----- Selected text -----

"More power...arr arr arr"
Those who remember the US TV show 'Home Improvements' will more than likely have the above phrase permanently engrained in their memory. As spoken in a gruff voice by actor Tim Allen, what normally ensued was attempts at 'modifying' a domestic appliance beyond its capabilities ultimately leading to an explosion or other catastrophic, yet humorous failure.
I suppose the life of an editor here at Overclock3d could be likened to the same.
For example, 9:30am the postman arrives with a large box containing what can only be assumed to be a hot piece of hardware. At 9:45am after making a quick brew, the unwrapping of said box is met with lots of manly grunts of approval. What's inside is a brand new PSU rated at 1350W. By 10:00am the PSU is wired up to the OC3D testing equipment and before we even begin to think about testing it sensibly, a load of 1700w is dialled in and we all run for cover snorting and grunting along the way.
What happens next? You'll have to wait and see....
Enermax MAXREVO Review
Bit of a tongue twister isn't it? Enermaxmaxrevoorevoo! Argh, try again.
Anyway, what we're looking at here is Enermax's latest and greatest PSU to hit the streets. Essentially an improved version of the Revolution series that was extremely popular and highly acclaimed a few years back, the MAXREVO sets out to improve both performance and efficiency to remain competitive with some of the Gold/Platinum certified units that have hit the market recently.
The packaging is simple but effective and continues to highlight Enermax's obsession with gold (I do sometimes wonder if one of the directors lost his genitalia in an unfortunate smelting accident?). The front of the box simply gives the name of the PSU, the wattage, a couple of other basic credentials and a little sticker at the top-left that lures you into making the purchase because it comes with a free pimped out LED case fan.
Round the back things get a bit more juicy with some pictures of the PSU circuitry, a couple of tables showing the rail layout / number of cables included and finally a long list of specs as per below:
Innovative Design for the entire usage of the four magnetic quadrants of the transformer, in order to make the maximum of efficiency and outstanding stability possible.

-----

◆ Requirement 1
Repeat the passage of the review between "What happens next?" and "the market recently.", inclusive.
◆ Requirement 2
List every clock time given in the review.
None of the material that comes after the review is needed.

----- Recorded information -----

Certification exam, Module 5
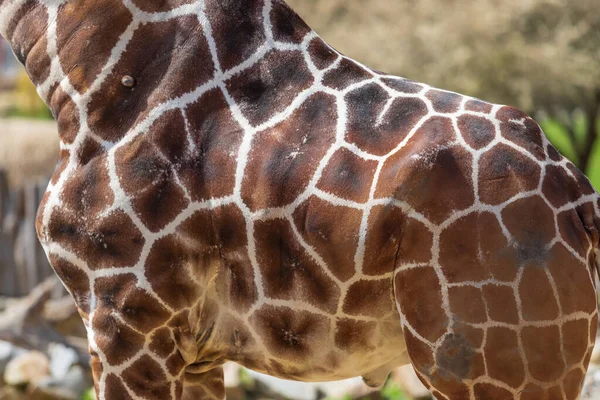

-----

◆ Written response 1
What happens next? You'll have to wait and see....
Enermax MAXREVO Review
Bit of a tongue twister isn't it? Enermaxmaxrevoorevoo! Argh, try again.
Anyway, what we're looking at here is Enermax's latest and greatest PSU to hit the streets. Essentially an improved version of the Revolution series that was extremely popular and highly acclaimed a few years back, the MAXREVO sets out to improve both performance and efficiency to remain competitive with some of the Gold/Platinum certified units that have hit the market recently.

◆ Written response 2
9:30am, 9:45am, 10:00am